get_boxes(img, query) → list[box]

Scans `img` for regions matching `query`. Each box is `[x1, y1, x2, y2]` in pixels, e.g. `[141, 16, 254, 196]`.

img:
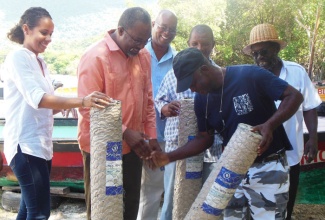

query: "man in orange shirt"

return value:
[78, 7, 159, 220]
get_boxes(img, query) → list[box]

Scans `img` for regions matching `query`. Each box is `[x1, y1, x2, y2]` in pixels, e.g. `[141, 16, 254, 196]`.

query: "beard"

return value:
[257, 57, 280, 72]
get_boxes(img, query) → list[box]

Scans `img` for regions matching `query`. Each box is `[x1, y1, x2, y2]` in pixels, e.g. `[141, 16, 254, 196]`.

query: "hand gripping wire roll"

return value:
[173, 99, 203, 219]
[90, 101, 123, 220]
[185, 124, 262, 220]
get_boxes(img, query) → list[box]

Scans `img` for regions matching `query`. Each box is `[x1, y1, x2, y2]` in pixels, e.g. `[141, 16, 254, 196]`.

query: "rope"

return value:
[90, 101, 123, 220]
[185, 124, 261, 220]
[173, 99, 203, 219]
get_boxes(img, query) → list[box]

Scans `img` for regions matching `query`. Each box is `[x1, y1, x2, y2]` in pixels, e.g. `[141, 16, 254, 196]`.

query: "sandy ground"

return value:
[0, 195, 87, 220]
[0, 192, 325, 220]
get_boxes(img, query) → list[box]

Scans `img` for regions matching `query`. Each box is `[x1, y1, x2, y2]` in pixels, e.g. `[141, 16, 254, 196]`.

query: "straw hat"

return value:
[243, 24, 287, 55]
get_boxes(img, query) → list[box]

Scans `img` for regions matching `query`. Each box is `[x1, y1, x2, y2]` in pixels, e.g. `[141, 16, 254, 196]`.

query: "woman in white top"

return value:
[3, 7, 109, 220]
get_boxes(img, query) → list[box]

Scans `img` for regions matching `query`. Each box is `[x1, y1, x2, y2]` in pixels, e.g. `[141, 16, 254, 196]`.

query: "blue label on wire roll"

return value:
[201, 202, 223, 216]
[106, 142, 122, 161]
[216, 167, 245, 189]
[106, 142, 123, 196]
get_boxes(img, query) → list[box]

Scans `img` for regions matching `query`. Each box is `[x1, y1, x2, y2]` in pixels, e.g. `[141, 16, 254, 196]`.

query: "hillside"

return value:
[0, 0, 157, 63]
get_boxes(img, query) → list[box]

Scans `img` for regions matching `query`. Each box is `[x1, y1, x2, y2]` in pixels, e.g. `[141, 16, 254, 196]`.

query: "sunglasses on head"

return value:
[251, 49, 269, 57]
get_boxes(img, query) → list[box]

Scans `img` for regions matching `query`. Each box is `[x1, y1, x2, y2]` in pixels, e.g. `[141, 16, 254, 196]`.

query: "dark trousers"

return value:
[10, 145, 52, 220]
[286, 163, 300, 220]
[82, 151, 142, 220]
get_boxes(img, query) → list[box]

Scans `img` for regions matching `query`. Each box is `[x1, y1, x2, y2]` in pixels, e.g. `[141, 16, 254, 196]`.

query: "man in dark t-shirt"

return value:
[152, 48, 303, 220]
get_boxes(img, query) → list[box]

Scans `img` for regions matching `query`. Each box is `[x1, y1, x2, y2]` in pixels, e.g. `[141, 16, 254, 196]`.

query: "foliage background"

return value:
[0, 0, 325, 80]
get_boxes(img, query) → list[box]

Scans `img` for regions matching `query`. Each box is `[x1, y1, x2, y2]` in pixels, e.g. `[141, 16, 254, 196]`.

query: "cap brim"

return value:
[243, 40, 287, 55]
[176, 74, 193, 93]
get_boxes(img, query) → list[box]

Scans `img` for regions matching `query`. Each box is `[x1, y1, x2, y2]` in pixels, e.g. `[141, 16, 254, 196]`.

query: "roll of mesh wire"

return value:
[173, 99, 204, 219]
[90, 101, 123, 220]
[185, 124, 262, 220]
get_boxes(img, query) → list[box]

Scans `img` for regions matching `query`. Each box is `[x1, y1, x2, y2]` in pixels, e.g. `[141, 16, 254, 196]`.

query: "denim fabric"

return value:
[123, 151, 142, 220]
[10, 145, 52, 220]
[160, 162, 176, 220]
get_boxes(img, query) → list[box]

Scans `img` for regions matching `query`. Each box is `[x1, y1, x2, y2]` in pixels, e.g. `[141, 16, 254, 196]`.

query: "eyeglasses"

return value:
[205, 93, 226, 136]
[251, 49, 269, 58]
[155, 22, 176, 34]
[123, 28, 148, 46]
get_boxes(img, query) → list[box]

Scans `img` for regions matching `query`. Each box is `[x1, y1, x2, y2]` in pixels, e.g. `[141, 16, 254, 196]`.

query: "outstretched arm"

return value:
[303, 108, 318, 163]
[252, 85, 304, 156]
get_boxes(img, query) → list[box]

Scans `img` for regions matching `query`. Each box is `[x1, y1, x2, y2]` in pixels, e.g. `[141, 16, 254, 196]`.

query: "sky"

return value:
[0, 0, 158, 52]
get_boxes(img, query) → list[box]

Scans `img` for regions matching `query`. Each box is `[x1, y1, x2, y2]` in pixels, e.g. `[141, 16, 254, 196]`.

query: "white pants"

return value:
[137, 142, 165, 220]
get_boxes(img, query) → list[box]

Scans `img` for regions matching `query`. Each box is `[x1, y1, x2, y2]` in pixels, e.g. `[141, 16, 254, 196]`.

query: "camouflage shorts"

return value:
[224, 156, 289, 220]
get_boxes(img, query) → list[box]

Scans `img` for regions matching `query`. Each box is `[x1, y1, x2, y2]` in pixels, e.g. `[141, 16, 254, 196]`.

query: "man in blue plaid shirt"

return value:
[155, 25, 222, 220]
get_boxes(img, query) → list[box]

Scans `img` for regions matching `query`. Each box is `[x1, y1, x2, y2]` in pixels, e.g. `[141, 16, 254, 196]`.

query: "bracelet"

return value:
[81, 97, 85, 108]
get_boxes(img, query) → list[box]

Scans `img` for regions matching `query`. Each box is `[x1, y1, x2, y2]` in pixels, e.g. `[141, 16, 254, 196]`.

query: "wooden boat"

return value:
[0, 118, 83, 192]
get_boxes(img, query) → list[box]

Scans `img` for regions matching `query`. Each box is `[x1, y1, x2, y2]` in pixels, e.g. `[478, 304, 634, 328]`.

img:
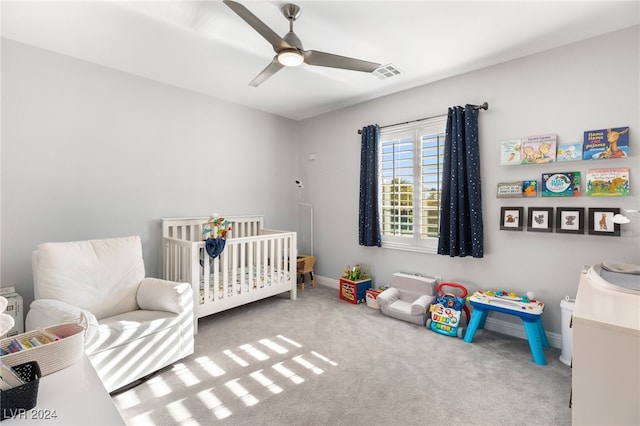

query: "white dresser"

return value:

== == ==

**Objective**
Can you filter the items above and copy every line that contains the word "wire", matching its case exactly?

**In response**
query: "hand gripping wire roll"
query: "blue label on wire roll"
query: "roll of mesh wire"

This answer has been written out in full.